**ZIEL**
Geben Sie den Absatz des Kommentars unten, der mit „Mitunter ist man gar der Meinung“ beginnt, in kürzerer Form wieder. Die wesentlichen Aussagen müssen erhalten bleiben.

**SEITENTEXT**
-.-.-

Kirche fordert kein Ehemartyrium

‘Trennung bei bleibendem Eheband’

Quelle

Müssen beispielsweise Frauen und Kinder die Tyrannei alkoholabhängiger, kriminell gewordener, gewalttätiger oder drogenkonsumierender Männer geduldig zu ertragen? Ein Gastkommentar von Michael Gurtner

Salzburg, kath.net, 31. März 2014

Es ist ein weitverbreiteter Irrtum unter der katholischen Bevölkerung, die Kirche würde von ihren Gläubigen gleichsam bedingungs- und unterschiedslos das Fortführen der Ehe verlangen, auch wenn diese unheilbar zerrüttet ist.

Mitunter ist man gar der Meinung, der Kirche wären dabei besonders auch die Frauen und Kinder gleichgültig, welche die Tyrannei beispielsweise alkoholabhängiger, kriminell gewordener, gewalttätiger oder drogenkonsumierender Männer geduldig zu ertragen hätten. Dieser Vorstellung begegnet man immer wieder, doch sie wirft nur ein Licht auf die traurige Situation dessen, wie es um das Wissen um die kirchliche Ehelehre bestellt ist. Um diesem Mangel, welcher aus Unwissen und Vorurteil die Kirche zu Unrecht einer Sache beschuldigt, welche sie gar nicht lehrt oder verlangt, ein wenig entgegenzuwirken, seien hier einige Worte auf die Thematik verwendet.

-.-.-

**GEZEIGTES MATERIAL**

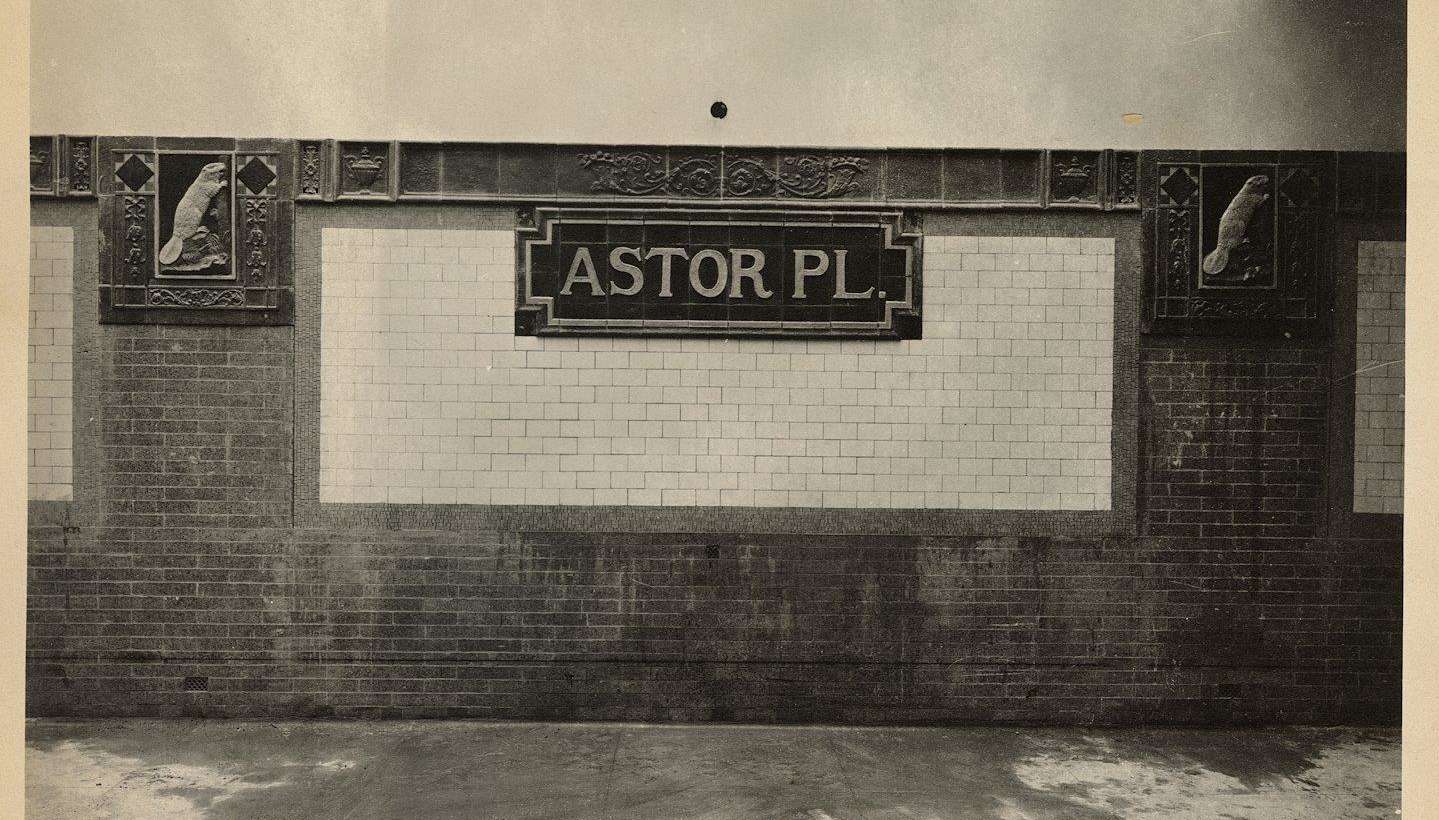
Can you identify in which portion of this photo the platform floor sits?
[26,721,1399,820]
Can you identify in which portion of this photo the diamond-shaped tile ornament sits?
[1279,168,1320,207]
[1160,168,1199,206]
[115,154,155,191]
[235,157,278,194]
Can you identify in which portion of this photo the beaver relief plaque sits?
[1141,151,1334,337]
[99,140,292,324]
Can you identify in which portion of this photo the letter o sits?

-.-.-

**LÖSUNG**
Manche meinen, der Kirche seien Frauen und Kinder gleichgültig, die etwa unter alkoholabhängigen, kriminellen, gewalttätigen oder drogenkonsumierenden Männern geduldig leiden müssten. Diese verbreitete Vorstellung zeigt vor allem, wie gering das Wissen über die kirchliche Ehelehre ist. Aus Unwissen und Vorurteil wirft sie der Kirche zu Unrecht etwas vor, das diese weder lehrt noch verlangt. Um dem entgegenzuwirken, folgen einige Worte zu diesem Thema.